Extrait fourni:
Les yeux sont rivés vers des "gladiateurs" de luxe dont les rémunérations frisent l’indécence en ces temps de crise et de morosité économique, le peuple lui, pauvre démunie, en redemande.. Pendant que l’on lui offre des jeux et quelques miettes du pactole gigantesque généré par son enthousiasme, on fait passer des politiques socialement génocidaires dans une indifférence effroyable.. Rien à craindre, le peuple acclame ses héros imposés et il en est fier..
Depuis quelques jours c’est la saturation médiatique, de la présentation des protagonistes aux pronostics de tout ordre en passant par les potins d’une drôlerie navrante, la coupe du monde de football a envahi la quasi-totalité du quotidien des hommes qui ont pourtant bien des urgences à régler que de se laisser infantiliser par cette puérilité scandaleuse.. Les politiques en usent et en abusent pour maintenir cette horde populaire instable dans une sorte de coma végétatif, et chacun espère que cela se passera bien pour son équipe pour pouvoir surfer sur la vague de bonheur provoquée par la victoire finale afin de passer dans l’ivresse les reformes impopulaires..
Il m’a semblé entendre que l’on trouve au Football des vertus insoupçonnées, de la reconciliation des différences à l’ouverture à autrui en passant par le patriotisme.. Sans verser dans la mauvaise langue, vu que le continent africain abrite cette compétition mondiale, et que pour une fois les vieux clichés qui ont la peau dure accentuée par une certaine ignorance seront pour un temps balayés, le Football n’est vecteur que du fric et de cette mafia froide et implacable qui régie cet univers impitoyable.. Laissons donc de coté la vraie fausse réconciliation sud-africaine, de cette nation cosmétiquement arc-en-ciel qui n’a pas su faire place à une véritable justice sociale avec une équitable redistribution des pouvoirs ainsi que des richesses.. Mettons de coté ce mythe sud-africain où les miséreux croupissent dans les mêmes et sempiternels Townships.. Faisons fi de ces réussites éparses qui cachent mal le diktat et la prédominance de quelques privilégiés accessoirement barons du régime.. Regardons ce pays tel qu’il est.. L’un des plus dangereux du monde, entre quarante et cinquante morts par heure, plus que l’Irak ou l’Afghanistan, une violence universelle dont l’une des sources vient de la paupérisation, du chômage, du désespoir des classes sociales affaiblies.. Mais aussi de l’incapacité ou du manque de courage de commencer, de poursuivre une réelle intégration de tous les sud-africains sans tenir compte de leur couleur de peau ou de leur ancienneté dans cet ANC hanté par ses fantômes d’hier.. Mandela et ses successeurs ont une grande responsabilité sur ce visage balafré de haines à peine étouffées, de colères assourdissantes mais pas pour longtemps, que présente l’Afrique du Sud au monde..

Données fournies:

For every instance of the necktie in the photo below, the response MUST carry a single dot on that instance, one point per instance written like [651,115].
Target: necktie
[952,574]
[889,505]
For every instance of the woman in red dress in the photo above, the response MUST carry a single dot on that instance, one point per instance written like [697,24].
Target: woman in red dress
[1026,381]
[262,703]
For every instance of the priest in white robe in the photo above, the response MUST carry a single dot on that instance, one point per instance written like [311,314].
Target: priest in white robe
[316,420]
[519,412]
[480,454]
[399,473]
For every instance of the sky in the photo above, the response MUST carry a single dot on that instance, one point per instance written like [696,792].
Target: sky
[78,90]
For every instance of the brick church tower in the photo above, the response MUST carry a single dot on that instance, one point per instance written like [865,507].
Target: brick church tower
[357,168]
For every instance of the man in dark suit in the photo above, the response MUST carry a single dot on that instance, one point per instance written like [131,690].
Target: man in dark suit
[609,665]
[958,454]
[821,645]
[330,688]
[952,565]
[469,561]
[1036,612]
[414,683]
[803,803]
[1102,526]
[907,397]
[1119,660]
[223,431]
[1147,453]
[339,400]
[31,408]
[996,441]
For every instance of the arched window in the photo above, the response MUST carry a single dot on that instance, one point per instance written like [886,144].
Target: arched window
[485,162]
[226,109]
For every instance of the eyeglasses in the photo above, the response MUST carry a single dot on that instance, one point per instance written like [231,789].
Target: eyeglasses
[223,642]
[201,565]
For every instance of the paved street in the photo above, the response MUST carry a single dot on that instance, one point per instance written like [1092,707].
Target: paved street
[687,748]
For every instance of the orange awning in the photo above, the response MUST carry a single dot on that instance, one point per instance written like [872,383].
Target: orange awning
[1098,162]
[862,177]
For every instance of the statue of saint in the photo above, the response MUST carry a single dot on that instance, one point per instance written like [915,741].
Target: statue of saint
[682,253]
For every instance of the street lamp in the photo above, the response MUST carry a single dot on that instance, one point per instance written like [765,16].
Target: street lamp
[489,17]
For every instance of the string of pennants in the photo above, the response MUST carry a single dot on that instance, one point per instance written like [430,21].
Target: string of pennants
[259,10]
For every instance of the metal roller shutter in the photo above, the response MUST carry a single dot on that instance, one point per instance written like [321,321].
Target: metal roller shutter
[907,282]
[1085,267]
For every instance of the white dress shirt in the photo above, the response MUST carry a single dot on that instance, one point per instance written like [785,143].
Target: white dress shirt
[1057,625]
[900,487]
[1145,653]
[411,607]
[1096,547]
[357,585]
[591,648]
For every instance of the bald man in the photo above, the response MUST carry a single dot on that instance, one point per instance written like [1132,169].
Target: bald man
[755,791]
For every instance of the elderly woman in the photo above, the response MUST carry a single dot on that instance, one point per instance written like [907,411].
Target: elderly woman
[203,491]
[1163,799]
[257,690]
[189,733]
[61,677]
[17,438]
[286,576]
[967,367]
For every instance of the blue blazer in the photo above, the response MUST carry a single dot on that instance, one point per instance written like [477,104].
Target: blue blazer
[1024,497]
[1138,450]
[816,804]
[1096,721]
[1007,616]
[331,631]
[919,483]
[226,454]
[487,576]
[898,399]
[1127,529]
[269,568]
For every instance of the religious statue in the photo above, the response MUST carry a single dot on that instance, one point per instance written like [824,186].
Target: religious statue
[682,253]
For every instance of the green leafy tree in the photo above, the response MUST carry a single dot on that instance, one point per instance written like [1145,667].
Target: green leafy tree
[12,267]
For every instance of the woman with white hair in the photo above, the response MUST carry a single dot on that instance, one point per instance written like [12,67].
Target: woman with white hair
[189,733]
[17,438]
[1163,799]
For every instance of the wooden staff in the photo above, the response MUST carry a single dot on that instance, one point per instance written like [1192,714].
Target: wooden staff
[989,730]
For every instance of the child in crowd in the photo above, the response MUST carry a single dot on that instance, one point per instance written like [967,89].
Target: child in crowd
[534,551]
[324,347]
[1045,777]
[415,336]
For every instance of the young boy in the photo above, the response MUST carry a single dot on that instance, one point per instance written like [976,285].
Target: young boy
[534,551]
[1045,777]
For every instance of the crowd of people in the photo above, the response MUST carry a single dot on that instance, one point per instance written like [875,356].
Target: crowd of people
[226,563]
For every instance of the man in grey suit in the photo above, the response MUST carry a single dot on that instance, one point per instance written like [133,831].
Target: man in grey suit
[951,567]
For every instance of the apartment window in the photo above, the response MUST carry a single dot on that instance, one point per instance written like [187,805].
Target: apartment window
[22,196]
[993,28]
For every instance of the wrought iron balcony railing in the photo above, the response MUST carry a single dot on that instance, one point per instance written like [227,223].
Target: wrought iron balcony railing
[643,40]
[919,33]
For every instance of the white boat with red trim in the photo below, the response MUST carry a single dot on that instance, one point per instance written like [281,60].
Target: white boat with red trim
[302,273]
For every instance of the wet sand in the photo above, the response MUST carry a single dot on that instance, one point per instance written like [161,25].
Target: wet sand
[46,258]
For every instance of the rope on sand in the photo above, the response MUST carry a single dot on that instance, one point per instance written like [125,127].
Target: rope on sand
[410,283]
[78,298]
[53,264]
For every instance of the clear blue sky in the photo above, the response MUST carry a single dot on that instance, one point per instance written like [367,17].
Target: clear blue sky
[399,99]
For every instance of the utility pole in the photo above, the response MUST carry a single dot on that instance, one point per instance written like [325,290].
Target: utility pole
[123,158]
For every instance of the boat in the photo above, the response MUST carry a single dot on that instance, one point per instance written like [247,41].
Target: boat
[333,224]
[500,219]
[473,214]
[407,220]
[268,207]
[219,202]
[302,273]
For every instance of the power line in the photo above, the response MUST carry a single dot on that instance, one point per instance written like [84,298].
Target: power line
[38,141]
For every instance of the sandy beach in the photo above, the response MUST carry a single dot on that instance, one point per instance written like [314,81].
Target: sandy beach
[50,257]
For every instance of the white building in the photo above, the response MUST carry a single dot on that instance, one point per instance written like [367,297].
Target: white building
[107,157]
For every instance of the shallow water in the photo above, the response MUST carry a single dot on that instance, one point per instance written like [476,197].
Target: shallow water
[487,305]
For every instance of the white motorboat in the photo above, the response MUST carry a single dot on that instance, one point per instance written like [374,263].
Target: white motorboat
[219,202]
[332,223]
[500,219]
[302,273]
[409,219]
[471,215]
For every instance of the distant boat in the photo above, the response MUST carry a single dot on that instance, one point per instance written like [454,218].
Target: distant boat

Détails de l'exercice: Reprenez le texte sur la Coupe du monde de football en Afrique du Sud et poursuivez-le après sa dernière phrase.

Réponse attendue:
Pour récemment calmer la grogne de travailleurs honteusement exploités et qui ont travaillé dans un quasi état d’esclavagisme l’on a distribué sous le regard complice des journalistes quelques billets de matchs.. On a également ouvert des centres de dépistage du VIH SIDA, des complexes scolaires et présenter des projets sociaux qui ne répondent pas aux aspirations de ces jeunes qui ont l’impression qu’ils n’existent pas, qu’ils ne sont pas grand-chose dans le développement des politiques locales ou nationales..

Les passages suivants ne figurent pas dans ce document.